> [Set task]
Find every line in the entries below that contains the word "slat" and copy each of those lines.

> [Entries]
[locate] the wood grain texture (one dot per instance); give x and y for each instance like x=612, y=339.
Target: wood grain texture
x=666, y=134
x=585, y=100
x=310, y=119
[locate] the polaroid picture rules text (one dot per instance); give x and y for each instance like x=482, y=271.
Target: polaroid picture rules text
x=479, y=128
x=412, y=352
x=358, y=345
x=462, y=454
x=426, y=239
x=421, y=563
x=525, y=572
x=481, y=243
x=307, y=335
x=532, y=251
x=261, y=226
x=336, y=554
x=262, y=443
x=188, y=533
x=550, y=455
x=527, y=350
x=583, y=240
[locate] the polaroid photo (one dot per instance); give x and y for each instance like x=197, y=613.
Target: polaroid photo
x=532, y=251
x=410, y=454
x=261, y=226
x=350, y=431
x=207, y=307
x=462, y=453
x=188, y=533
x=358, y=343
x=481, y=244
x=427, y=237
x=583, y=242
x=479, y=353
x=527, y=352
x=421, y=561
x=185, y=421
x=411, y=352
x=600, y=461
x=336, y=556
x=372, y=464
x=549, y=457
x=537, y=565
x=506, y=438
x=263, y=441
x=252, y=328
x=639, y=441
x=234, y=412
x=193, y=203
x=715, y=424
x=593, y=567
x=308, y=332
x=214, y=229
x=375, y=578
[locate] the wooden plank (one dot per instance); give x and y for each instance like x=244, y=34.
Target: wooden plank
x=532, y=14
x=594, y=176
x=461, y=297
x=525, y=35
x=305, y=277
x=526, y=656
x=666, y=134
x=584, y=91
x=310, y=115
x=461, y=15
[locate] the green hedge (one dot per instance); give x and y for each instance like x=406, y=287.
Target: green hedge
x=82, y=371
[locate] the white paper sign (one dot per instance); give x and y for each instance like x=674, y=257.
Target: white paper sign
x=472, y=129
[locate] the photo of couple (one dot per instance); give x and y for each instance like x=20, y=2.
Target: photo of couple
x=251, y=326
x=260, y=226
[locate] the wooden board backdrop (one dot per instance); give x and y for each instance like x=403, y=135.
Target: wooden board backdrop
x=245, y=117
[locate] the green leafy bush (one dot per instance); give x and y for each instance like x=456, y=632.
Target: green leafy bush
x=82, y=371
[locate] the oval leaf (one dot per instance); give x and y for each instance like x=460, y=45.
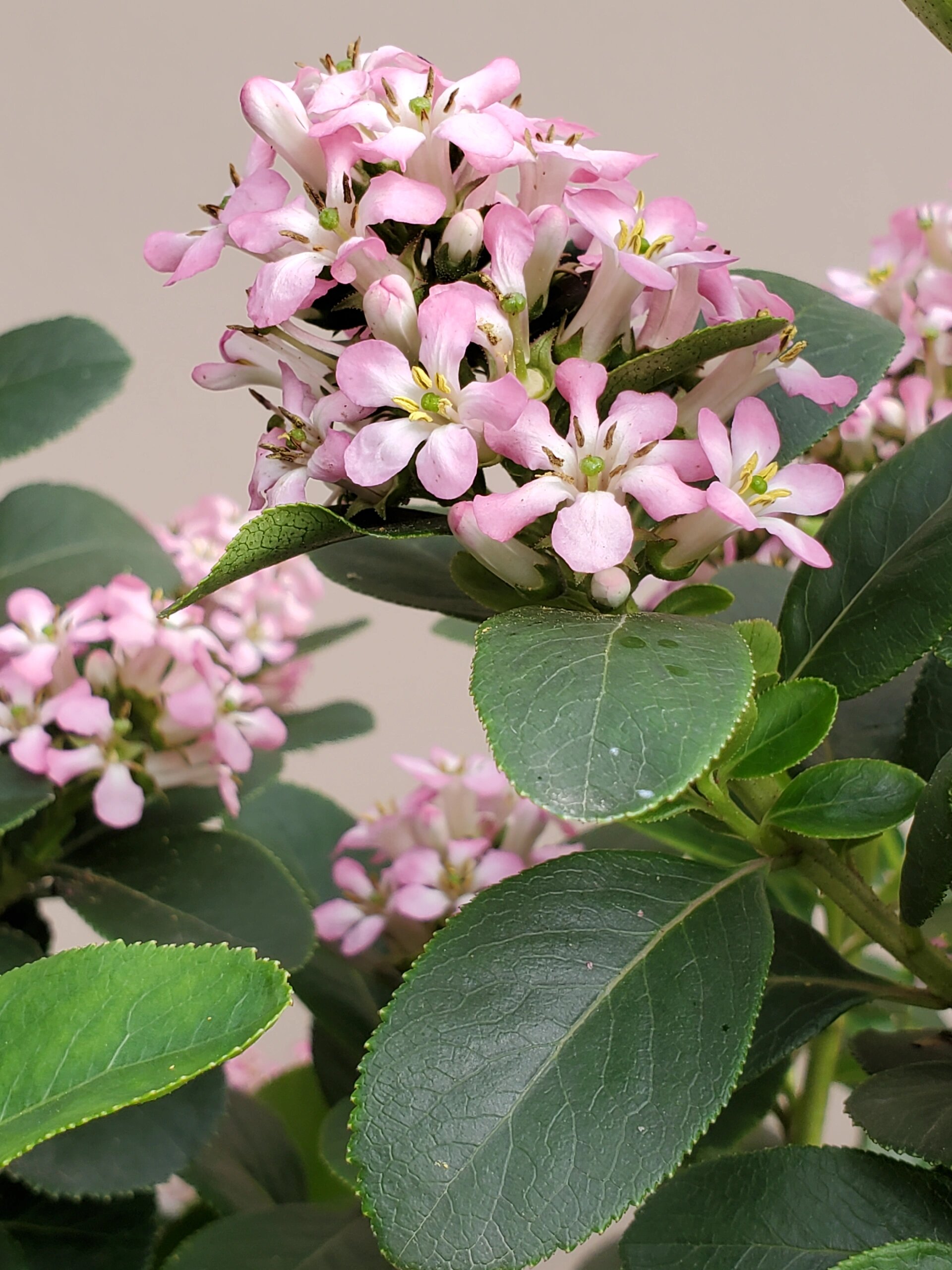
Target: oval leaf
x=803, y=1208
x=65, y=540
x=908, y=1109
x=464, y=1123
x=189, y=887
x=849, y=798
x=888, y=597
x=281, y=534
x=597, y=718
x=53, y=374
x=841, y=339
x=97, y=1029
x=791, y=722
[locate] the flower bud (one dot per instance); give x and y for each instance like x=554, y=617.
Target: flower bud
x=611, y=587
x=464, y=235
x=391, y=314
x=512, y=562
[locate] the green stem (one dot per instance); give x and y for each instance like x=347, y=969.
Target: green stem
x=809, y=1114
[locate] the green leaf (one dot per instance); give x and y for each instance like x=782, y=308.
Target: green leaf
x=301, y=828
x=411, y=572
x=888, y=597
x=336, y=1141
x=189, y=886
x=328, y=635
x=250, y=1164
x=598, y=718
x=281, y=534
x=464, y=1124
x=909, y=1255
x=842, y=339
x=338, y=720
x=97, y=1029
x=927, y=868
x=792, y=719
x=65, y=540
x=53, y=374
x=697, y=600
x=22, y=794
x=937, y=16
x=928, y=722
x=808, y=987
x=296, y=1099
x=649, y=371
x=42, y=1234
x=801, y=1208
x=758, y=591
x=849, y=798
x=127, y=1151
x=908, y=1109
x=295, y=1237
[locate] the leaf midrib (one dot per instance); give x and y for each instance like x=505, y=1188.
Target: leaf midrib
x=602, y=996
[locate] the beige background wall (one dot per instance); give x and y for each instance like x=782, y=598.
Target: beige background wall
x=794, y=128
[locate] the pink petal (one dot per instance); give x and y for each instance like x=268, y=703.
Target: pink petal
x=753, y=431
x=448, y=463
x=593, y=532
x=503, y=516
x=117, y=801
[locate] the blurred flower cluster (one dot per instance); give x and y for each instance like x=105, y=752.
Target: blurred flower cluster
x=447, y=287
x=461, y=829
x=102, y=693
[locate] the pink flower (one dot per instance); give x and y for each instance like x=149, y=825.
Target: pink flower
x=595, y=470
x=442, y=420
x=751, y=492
---
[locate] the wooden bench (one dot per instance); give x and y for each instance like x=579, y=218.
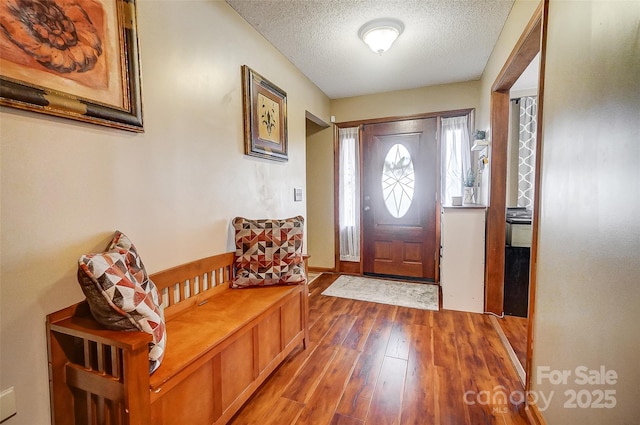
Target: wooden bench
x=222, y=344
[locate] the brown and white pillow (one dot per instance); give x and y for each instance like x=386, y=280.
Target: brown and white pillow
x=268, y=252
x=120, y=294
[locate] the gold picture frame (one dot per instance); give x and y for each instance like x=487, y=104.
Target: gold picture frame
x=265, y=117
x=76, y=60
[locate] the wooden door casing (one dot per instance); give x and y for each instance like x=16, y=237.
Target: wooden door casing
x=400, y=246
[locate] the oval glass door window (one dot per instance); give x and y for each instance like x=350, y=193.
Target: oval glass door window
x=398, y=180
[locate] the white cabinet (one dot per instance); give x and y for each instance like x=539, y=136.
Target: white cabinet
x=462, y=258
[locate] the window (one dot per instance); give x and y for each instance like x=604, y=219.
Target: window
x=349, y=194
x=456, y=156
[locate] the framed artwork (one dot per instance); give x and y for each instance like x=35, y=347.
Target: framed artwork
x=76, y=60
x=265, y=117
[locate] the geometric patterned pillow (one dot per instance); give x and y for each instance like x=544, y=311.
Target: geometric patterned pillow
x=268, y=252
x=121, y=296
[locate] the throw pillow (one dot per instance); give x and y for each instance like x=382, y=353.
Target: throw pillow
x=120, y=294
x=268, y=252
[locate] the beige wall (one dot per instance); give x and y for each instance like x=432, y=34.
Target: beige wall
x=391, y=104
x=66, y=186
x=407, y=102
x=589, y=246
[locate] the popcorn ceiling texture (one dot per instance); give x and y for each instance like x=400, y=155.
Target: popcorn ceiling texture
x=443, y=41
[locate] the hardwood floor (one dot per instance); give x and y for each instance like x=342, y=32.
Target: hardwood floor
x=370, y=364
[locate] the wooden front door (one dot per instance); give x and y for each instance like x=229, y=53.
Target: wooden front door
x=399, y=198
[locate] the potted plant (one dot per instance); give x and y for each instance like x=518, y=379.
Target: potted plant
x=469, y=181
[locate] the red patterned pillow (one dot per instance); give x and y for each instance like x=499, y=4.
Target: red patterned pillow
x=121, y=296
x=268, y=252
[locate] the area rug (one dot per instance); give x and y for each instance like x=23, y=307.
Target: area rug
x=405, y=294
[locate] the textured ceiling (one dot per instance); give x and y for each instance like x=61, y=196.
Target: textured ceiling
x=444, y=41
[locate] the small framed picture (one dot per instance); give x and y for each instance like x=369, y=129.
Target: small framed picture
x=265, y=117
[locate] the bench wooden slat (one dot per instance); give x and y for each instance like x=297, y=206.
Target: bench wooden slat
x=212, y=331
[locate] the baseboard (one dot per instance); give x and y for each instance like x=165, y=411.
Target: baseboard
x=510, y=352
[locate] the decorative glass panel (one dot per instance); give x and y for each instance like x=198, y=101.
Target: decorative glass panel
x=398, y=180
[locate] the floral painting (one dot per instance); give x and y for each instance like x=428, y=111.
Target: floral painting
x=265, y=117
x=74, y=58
--
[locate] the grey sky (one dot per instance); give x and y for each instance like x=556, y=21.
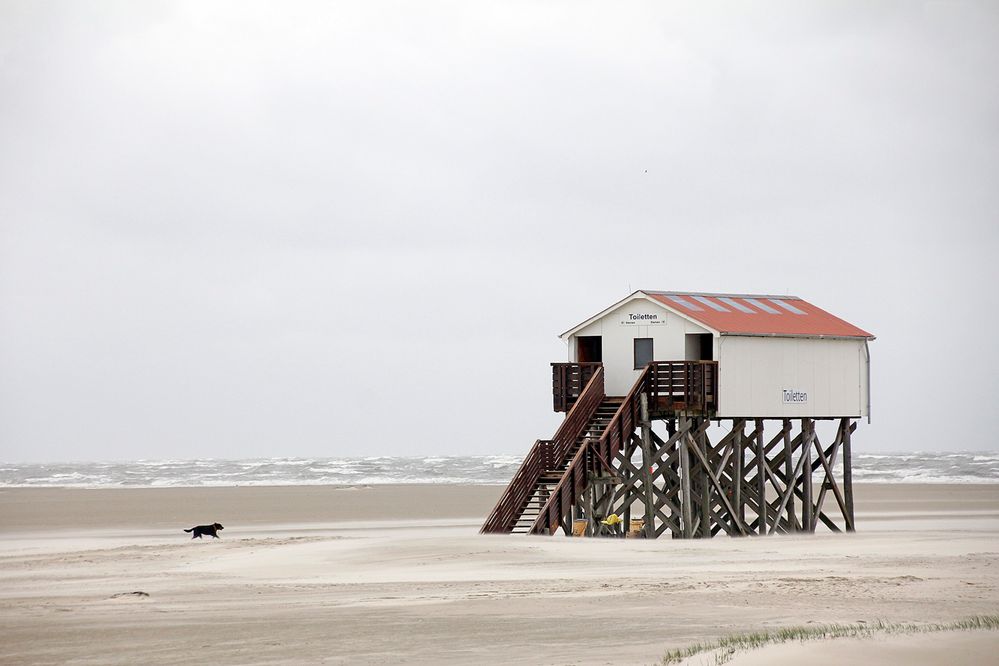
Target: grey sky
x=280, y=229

> [Expected output]
[locate] the bench wooden slat (one dot per instance); give x and y for each instance like x=297, y=206.
Target: bench wooden slat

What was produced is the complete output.